─── Righe di dati ───

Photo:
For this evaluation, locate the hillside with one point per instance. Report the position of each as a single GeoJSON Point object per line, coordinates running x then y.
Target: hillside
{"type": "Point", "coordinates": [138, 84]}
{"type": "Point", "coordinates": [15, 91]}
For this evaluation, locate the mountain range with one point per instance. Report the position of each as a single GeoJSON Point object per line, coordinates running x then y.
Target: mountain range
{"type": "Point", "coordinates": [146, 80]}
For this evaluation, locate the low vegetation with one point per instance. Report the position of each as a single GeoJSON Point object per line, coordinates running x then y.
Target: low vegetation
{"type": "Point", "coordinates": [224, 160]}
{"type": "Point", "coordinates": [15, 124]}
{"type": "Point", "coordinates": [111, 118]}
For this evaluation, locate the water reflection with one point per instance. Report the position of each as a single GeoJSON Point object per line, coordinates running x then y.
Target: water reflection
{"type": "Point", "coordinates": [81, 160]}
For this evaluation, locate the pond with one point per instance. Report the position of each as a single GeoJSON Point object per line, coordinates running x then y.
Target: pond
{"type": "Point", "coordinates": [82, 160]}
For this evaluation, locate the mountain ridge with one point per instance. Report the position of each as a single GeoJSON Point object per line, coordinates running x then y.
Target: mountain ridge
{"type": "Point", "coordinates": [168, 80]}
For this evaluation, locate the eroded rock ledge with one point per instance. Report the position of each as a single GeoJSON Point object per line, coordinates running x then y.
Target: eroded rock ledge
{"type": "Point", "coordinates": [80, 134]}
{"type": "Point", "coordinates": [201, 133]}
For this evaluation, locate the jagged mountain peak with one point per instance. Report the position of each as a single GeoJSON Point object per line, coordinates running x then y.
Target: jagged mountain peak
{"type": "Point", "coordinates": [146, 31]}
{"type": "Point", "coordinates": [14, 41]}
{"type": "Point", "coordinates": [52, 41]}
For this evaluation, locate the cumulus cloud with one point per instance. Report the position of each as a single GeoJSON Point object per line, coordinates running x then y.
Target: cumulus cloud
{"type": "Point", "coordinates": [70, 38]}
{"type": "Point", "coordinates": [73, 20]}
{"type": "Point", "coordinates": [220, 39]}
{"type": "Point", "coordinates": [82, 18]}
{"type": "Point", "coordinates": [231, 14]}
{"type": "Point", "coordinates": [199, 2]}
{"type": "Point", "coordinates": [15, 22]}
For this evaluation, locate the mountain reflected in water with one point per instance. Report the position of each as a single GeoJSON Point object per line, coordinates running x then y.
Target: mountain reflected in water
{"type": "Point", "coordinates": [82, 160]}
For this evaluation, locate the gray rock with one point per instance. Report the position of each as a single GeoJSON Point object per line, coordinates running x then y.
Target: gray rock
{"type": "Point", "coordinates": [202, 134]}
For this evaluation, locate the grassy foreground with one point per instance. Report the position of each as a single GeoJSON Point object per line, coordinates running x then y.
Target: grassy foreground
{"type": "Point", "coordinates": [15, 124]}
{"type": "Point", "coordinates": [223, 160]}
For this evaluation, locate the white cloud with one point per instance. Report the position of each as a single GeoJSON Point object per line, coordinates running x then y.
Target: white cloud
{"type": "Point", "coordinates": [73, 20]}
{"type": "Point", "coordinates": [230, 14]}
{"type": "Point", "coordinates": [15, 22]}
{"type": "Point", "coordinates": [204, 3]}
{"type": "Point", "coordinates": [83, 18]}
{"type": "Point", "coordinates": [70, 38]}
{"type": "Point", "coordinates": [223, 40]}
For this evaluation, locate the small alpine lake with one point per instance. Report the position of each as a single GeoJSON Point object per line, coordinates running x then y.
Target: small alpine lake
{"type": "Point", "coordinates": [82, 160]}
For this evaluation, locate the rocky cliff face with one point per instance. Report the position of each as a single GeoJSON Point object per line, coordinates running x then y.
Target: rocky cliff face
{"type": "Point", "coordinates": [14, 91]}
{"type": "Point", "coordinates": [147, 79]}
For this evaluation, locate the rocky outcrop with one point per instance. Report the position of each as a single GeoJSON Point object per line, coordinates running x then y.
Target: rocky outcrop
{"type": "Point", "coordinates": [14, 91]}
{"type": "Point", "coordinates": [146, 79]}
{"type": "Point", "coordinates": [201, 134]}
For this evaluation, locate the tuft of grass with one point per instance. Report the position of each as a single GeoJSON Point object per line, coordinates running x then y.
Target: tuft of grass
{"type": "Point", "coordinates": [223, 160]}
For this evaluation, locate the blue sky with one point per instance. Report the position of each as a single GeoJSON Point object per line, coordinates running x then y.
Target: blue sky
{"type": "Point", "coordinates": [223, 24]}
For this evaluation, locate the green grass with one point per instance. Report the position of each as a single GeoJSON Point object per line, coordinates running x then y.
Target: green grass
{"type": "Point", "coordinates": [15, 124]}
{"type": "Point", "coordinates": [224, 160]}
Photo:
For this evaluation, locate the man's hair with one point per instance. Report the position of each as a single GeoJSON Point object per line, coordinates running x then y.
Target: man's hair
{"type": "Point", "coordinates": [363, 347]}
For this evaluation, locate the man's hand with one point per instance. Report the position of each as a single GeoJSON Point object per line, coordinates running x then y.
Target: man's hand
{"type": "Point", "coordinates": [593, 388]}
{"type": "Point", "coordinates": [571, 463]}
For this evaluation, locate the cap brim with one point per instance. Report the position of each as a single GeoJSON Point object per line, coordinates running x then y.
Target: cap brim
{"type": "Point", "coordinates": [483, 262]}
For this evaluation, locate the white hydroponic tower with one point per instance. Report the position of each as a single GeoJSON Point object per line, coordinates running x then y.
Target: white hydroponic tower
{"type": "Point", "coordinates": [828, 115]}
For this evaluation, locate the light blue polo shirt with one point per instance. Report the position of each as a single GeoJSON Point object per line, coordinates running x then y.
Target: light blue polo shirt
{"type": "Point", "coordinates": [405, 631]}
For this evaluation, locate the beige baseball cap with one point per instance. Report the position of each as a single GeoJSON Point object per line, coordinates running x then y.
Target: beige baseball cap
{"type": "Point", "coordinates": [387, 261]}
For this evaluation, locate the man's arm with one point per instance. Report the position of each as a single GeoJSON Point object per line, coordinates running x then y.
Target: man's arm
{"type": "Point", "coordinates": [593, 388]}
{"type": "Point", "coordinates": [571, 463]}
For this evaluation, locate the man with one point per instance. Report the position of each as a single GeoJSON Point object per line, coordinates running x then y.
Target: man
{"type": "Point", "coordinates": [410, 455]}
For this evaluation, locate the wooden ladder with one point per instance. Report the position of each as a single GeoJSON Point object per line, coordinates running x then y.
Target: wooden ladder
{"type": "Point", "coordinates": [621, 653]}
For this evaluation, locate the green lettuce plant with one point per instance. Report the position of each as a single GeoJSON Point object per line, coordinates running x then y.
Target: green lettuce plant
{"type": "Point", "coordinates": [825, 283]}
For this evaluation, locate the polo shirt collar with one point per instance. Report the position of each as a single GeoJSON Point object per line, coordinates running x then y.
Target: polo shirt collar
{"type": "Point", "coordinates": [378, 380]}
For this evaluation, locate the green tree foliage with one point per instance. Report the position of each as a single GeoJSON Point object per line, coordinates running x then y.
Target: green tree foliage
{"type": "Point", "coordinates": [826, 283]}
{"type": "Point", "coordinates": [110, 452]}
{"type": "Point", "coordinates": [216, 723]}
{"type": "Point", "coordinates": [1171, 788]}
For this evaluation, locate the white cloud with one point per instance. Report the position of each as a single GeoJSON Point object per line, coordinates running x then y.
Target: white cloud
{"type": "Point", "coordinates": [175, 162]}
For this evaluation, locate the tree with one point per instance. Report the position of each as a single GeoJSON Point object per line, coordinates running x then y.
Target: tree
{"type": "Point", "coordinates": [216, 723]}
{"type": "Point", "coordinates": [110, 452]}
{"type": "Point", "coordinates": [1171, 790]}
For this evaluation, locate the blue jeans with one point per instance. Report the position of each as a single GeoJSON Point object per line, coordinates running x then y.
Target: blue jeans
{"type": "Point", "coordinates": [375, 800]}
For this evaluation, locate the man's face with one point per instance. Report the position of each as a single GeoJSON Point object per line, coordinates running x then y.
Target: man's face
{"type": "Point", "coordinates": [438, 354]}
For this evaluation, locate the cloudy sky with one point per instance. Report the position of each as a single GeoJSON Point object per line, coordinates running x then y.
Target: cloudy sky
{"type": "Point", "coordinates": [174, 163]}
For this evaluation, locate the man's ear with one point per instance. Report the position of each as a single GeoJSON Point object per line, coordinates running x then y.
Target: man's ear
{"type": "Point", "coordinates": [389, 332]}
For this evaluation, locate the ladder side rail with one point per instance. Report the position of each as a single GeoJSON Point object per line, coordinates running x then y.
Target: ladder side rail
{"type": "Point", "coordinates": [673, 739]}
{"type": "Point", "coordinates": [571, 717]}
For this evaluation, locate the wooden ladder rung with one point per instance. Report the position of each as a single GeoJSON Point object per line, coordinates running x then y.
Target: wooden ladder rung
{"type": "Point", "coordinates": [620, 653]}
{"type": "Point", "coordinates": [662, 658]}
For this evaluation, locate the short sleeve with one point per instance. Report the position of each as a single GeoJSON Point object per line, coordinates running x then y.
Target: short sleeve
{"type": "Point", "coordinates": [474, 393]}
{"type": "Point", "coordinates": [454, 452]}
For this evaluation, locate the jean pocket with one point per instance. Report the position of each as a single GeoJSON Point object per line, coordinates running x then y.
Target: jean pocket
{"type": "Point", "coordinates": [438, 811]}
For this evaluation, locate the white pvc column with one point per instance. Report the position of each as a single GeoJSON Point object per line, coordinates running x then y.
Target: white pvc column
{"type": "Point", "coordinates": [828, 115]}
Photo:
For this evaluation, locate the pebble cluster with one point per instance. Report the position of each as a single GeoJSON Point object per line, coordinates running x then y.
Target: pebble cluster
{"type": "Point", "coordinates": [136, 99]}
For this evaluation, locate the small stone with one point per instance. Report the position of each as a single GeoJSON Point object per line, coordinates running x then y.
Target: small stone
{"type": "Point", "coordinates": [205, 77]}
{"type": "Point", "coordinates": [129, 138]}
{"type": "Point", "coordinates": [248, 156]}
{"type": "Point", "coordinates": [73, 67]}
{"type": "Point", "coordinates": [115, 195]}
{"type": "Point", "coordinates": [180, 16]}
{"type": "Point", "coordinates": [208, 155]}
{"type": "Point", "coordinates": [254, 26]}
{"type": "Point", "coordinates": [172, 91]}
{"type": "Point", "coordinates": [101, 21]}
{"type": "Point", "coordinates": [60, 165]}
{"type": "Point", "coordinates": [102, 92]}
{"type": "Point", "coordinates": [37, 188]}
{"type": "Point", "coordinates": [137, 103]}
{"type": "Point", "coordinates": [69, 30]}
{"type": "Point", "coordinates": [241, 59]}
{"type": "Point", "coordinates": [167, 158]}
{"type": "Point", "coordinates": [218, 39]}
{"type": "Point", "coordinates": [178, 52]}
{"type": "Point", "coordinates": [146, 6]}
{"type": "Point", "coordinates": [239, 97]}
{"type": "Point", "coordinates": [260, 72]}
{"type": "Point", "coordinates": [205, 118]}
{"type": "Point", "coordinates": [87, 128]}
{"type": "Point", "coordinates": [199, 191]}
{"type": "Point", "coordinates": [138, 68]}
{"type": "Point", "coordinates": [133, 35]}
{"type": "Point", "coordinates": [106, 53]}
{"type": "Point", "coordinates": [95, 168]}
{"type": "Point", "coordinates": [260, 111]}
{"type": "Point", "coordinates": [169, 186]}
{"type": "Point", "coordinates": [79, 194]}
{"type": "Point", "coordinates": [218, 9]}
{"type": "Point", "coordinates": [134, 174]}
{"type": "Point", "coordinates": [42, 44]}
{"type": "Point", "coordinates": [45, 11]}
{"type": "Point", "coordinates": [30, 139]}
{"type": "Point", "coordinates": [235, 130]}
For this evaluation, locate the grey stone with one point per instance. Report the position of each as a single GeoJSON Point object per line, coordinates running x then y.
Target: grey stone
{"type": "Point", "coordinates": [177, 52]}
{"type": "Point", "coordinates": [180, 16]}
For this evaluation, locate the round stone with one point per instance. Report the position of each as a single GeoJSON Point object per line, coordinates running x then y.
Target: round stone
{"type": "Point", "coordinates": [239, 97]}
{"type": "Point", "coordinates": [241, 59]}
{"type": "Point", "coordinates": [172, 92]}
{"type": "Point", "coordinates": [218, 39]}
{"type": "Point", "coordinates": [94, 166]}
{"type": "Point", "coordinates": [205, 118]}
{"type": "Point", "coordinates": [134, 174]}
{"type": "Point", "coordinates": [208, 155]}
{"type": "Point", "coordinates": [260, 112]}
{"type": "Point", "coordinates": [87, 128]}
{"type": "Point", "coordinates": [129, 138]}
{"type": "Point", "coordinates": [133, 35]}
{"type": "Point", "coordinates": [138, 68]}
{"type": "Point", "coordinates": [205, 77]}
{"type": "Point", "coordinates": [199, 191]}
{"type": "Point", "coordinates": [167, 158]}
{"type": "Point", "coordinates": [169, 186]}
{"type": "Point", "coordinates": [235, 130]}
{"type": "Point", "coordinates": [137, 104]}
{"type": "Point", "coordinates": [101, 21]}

───

Testo del problema:
Restituisci senza alcuna modifica le righe dei dati, partendo da quella che contiene "For this evaluation, locate the grey" e arrivando fino alla fine dei dati, estremi inclusi.

Risposta completa:
For this evaluation, locate the grey stone with one point per instance. Report the position of each as a single GeoJSON Point object per line, coordinates running x then y.
Target: grey stone
{"type": "Point", "coordinates": [177, 52]}
{"type": "Point", "coordinates": [180, 16]}
For this evaluation, locate the round stone with one point per instance. Report the position of each as a single GeoJSON Point object per line, coordinates running x then y.
Target: round stone
{"type": "Point", "coordinates": [239, 97]}
{"type": "Point", "coordinates": [241, 59]}
{"type": "Point", "coordinates": [172, 92]}
{"type": "Point", "coordinates": [218, 39]}
{"type": "Point", "coordinates": [94, 166]}
{"type": "Point", "coordinates": [205, 118]}
{"type": "Point", "coordinates": [134, 174]}
{"type": "Point", "coordinates": [208, 155]}
{"type": "Point", "coordinates": [260, 112]}
{"type": "Point", "coordinates": [87, 128]}
{"type": "Point", "coordinates": [129, 138]}
{"type": "Point", "coordinates": [133, 35]}
{"type": "Point", "coordinates": [138, 68]}
{"type": "Point", "coordinates": [205, 77]}
{"type": "Point", "coordinates": [199, 191]}
{"type": "Point", "coordinates": [167, 158]}
{"type": "Point", "coordinates": [169, 186]}
{"type": "Point", "coordinates": [235, 130]}
{"type": "Point", "coordinates": [137, 104]}
{"type": "Point", "coordinates": [101, 21]}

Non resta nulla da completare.